TASK DIRECTIONS —
Write out every one of the records below word for word, without changing anything.

PROVIDED INFORMATION —
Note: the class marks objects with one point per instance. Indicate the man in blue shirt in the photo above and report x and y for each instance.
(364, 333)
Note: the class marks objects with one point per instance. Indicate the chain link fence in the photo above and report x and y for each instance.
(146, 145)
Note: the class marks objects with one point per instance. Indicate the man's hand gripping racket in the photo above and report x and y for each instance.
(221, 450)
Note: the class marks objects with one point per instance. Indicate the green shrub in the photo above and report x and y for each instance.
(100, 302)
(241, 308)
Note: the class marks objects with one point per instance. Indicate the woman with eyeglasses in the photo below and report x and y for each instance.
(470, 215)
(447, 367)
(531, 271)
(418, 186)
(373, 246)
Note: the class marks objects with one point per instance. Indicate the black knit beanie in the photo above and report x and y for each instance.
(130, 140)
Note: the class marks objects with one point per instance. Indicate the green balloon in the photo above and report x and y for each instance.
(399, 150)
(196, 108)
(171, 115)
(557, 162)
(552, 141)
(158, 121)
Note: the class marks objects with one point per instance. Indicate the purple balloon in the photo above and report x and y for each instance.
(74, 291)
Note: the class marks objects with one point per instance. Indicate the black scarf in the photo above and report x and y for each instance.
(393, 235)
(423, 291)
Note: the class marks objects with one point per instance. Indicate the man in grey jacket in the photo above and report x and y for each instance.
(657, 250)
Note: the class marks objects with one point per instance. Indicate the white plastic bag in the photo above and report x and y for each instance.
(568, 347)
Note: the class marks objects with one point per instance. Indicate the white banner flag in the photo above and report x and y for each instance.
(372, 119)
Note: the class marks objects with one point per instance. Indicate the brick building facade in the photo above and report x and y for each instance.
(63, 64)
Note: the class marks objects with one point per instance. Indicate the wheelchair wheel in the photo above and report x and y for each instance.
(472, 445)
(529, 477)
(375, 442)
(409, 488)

THE RESULT —
Note: the class marks objects with one point per instance. Indicate the man in blue shirt in the photo above and report x and y for each instance.
(364, 333)
Note: the class marks objects with one point per instance. Indicate the chain link fence in the photo above and report x and y for each instance.
(146, 145)
Note: the class marks objects with one point per instance. Indicate the man's hand gripping racket in the photo above and report x and y for each instance.
(221, 450)
Note: the class marks objects with one point per instance. Indicate the green shrub in the photo above and report x and y for each instance.
(100, 302)
(241, 308)
Note: the class marks objects with one point per instance. Indicate the woman with eyeglasses in the photo below and report x and y for each instance.
(470, 215)
(447, 367)
(531, 271)
(418, 186)
(373, 246)
Note: the class marks objects with one point per instance. Indicate the black knit beanie in the photo above and report x and y for each instance.
(130, 140)
Note: the class marks objects with one point per instance. Indicate the green balloon in the photo above and report x and y for each instance.
(399, 150)
(196, 108)
(171, 115)
(557, 162)
(552, 141)
(158, 121)
Note: the class marks objects with one point per instance. Indicate the purple balloon in the photo above and report x and y for each instance.
(74, 291)
Note: the class marks objects with one point per instance. Indicate the black scarf in the photo above and report x and y for each instance.
(393, 235)
(423, 291)
Note: the class marks objects with one point per instance. Indicate the man in grey jacket in the photo above and report x and y for each instance.
(657, 250)
Note: the class marks objects with one point per instance. Indicate the white plastic bag in the photo above and report x and y for each instance.
(568, 347)
Note: the class marks objects with one point per instance. Indicate the white banner flag in the photo above and report x and y for each instance.
(372, 119)
Note: the class marks objects with one point per instance. Indicate the brick building facade in the photo above and report x and y for each instance.
(63, 64)
Note: the class marks objects with one point per instance. Indicate the wheelchair wheel in the photo above and report x and y for each instance.
(472, 445)
(529, 477)
(375, 442)
(409, 488)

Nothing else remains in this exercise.